--- DATA EXCERPTS ---
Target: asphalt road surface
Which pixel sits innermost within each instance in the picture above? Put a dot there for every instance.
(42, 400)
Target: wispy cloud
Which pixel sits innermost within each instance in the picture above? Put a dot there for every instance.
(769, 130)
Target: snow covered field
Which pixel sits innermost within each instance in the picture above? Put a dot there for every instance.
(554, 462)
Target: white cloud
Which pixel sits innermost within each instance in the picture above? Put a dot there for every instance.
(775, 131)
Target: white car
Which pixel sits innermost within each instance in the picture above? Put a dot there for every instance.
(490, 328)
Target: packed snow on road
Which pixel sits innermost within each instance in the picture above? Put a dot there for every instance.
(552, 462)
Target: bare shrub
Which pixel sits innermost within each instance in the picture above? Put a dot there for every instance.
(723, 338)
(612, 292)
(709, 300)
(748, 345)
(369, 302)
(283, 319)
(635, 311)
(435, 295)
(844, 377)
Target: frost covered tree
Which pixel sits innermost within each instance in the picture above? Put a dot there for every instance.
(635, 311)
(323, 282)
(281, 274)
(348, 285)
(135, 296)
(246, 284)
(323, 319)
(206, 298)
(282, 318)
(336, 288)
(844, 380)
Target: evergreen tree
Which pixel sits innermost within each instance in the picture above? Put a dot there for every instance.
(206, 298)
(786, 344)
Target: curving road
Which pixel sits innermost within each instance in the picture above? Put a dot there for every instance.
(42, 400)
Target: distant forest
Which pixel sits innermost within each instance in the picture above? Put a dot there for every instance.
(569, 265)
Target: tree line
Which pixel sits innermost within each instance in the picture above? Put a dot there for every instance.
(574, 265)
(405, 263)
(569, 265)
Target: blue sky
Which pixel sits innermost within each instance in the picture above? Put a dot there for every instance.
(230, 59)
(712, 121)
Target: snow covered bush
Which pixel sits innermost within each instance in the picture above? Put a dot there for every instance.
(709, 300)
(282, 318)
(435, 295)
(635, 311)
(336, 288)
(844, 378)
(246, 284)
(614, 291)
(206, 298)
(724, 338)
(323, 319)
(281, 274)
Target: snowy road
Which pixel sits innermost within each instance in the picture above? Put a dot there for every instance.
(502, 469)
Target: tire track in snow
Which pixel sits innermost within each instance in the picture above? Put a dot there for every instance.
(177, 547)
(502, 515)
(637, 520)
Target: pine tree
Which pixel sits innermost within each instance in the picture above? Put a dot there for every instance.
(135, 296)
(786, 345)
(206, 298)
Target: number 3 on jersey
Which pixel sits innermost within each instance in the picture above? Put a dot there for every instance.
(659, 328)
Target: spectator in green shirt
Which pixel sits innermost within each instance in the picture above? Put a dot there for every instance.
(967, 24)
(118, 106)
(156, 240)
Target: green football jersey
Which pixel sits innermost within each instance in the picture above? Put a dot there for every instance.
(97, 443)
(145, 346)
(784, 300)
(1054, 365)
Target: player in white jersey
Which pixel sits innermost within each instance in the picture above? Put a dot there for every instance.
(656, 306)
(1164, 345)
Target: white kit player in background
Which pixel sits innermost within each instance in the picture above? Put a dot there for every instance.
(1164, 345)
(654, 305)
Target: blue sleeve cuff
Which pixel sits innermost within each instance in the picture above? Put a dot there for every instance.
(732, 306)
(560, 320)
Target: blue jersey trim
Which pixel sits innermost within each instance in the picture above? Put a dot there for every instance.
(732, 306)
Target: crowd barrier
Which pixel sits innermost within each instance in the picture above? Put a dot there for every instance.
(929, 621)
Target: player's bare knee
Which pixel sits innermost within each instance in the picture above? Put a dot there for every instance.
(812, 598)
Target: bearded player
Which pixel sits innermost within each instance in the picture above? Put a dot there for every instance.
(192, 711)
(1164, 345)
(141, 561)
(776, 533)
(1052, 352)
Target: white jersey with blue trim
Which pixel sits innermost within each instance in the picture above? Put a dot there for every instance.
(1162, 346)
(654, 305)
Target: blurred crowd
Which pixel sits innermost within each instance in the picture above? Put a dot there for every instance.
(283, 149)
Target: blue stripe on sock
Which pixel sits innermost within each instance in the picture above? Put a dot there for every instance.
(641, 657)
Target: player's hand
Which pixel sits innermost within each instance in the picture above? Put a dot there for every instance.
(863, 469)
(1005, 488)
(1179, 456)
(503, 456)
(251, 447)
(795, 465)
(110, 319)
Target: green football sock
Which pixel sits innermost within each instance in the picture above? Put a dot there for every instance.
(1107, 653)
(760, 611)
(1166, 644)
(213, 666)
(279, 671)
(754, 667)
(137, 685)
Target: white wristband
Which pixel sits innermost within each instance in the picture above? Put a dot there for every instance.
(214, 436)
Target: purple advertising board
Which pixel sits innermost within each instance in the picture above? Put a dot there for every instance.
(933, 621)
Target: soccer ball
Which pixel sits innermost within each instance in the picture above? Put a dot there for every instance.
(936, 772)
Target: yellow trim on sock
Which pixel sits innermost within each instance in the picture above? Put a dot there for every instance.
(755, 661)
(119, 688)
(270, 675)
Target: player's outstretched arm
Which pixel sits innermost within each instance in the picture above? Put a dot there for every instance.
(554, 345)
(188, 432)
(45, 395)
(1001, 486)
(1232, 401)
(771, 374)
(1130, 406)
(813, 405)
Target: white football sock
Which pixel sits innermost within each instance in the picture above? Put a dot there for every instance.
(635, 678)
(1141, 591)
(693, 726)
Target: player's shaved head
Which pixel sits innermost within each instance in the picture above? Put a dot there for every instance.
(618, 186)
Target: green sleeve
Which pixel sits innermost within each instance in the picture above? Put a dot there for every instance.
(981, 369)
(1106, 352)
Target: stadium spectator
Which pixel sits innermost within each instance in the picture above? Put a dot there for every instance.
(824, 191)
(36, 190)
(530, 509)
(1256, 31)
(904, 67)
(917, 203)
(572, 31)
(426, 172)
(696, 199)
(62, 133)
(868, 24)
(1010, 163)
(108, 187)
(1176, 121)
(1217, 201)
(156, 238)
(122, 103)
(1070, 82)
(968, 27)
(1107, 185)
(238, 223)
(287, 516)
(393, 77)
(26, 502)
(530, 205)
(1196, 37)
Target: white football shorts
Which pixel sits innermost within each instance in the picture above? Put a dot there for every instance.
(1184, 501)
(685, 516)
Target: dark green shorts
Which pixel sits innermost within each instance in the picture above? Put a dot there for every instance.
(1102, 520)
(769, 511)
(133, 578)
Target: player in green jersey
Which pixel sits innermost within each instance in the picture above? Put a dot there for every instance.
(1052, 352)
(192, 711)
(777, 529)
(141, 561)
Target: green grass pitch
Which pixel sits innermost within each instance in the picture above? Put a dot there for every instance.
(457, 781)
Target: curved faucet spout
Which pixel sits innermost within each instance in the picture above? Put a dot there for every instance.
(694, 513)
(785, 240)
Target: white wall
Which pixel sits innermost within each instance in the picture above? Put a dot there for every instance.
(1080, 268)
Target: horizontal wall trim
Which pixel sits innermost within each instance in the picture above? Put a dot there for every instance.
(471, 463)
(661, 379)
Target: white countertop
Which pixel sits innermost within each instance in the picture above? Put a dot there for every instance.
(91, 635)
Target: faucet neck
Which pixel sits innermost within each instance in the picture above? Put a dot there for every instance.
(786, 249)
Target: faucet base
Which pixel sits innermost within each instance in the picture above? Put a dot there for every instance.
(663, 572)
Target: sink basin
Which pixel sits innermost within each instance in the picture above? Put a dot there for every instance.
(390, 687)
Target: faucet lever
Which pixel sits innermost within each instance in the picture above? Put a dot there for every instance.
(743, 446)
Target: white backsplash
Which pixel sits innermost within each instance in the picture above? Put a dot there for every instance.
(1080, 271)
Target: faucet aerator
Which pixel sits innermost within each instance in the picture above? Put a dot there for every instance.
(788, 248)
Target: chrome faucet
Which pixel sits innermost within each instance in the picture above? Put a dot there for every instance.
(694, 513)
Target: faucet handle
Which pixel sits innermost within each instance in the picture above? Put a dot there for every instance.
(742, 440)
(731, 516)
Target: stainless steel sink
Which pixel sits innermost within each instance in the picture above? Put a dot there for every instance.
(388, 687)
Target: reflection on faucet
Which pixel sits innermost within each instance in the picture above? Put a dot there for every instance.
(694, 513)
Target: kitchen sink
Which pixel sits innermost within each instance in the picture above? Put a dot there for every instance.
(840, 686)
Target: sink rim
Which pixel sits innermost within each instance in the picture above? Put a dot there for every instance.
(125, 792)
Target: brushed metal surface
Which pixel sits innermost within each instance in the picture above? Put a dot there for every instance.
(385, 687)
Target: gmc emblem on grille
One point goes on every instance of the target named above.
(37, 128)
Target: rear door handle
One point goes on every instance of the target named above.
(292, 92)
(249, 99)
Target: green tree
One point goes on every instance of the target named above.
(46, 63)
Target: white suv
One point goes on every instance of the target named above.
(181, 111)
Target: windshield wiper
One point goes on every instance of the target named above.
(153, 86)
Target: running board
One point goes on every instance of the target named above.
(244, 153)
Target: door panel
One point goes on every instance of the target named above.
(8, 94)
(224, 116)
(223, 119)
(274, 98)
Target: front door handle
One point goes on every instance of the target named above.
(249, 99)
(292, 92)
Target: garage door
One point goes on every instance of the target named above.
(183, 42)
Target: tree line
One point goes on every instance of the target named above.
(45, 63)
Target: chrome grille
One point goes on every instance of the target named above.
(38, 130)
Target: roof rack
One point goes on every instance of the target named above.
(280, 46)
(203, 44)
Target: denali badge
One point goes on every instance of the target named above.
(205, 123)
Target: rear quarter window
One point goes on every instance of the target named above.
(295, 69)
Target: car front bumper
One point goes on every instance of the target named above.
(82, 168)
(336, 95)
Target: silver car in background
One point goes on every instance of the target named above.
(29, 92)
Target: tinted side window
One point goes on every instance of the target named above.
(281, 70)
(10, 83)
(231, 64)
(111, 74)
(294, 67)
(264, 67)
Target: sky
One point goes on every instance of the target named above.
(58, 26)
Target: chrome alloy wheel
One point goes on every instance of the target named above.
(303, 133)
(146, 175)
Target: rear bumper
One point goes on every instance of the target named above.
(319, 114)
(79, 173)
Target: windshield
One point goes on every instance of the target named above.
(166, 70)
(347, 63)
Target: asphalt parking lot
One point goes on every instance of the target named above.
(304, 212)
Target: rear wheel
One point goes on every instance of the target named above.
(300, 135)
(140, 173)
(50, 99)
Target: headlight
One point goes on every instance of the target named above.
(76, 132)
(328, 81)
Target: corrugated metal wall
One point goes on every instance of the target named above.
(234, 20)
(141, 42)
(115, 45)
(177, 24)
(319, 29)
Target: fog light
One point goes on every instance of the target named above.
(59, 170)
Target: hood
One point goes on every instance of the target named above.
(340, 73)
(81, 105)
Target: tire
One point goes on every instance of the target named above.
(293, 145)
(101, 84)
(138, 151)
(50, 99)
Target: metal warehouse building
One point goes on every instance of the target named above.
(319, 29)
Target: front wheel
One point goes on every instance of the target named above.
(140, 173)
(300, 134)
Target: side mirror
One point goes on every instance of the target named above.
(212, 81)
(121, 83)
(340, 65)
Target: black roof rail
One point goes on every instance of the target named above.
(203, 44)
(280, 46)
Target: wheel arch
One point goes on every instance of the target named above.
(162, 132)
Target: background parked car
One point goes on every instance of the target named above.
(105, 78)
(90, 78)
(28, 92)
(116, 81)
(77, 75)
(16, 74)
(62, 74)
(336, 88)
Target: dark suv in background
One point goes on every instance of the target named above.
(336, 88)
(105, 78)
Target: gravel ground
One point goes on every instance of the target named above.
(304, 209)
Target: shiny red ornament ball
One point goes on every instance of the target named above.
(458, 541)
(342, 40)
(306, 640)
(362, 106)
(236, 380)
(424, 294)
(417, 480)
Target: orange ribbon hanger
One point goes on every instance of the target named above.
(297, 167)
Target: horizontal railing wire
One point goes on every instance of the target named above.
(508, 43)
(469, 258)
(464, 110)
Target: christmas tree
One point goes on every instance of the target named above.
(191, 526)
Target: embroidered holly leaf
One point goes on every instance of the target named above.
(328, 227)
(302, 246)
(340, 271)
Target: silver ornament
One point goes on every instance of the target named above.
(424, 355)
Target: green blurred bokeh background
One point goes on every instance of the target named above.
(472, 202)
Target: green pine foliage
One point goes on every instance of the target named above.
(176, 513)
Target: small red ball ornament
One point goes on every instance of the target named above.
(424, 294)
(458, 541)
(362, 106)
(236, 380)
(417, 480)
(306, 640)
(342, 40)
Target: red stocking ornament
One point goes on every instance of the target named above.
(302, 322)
---
Reproduce exactly, with nothing added, the lines from the one that contains "Target: christmas tree" to the end of the data.

Target: christmas tree
One point goes on every instance of the target named above.
(191, 526)
Target: embroidered holly leaf
One point goes on every instance of the target named above.
(328, 227)
(302, 246)
(340, 271)
Target: silver ornament
One point goes on every instance of the target named above.
(424, 355)
Target: green blurred bokeh background
One point goes on every instance of the target named above.
(472, 202)
Target: green pine foliage
One point goes on every instance of the target named above.
(176, 513)
Target: small red ball ornament
One point goes on every instance of the target named above.
(424, 294)
(458, 541)
(362, 106)
(236, 380)
(417, 480)
(306, 640)
(342, 40)
Target: red stocking ornament
One point goes on every instance of the target named above.
(302, 322)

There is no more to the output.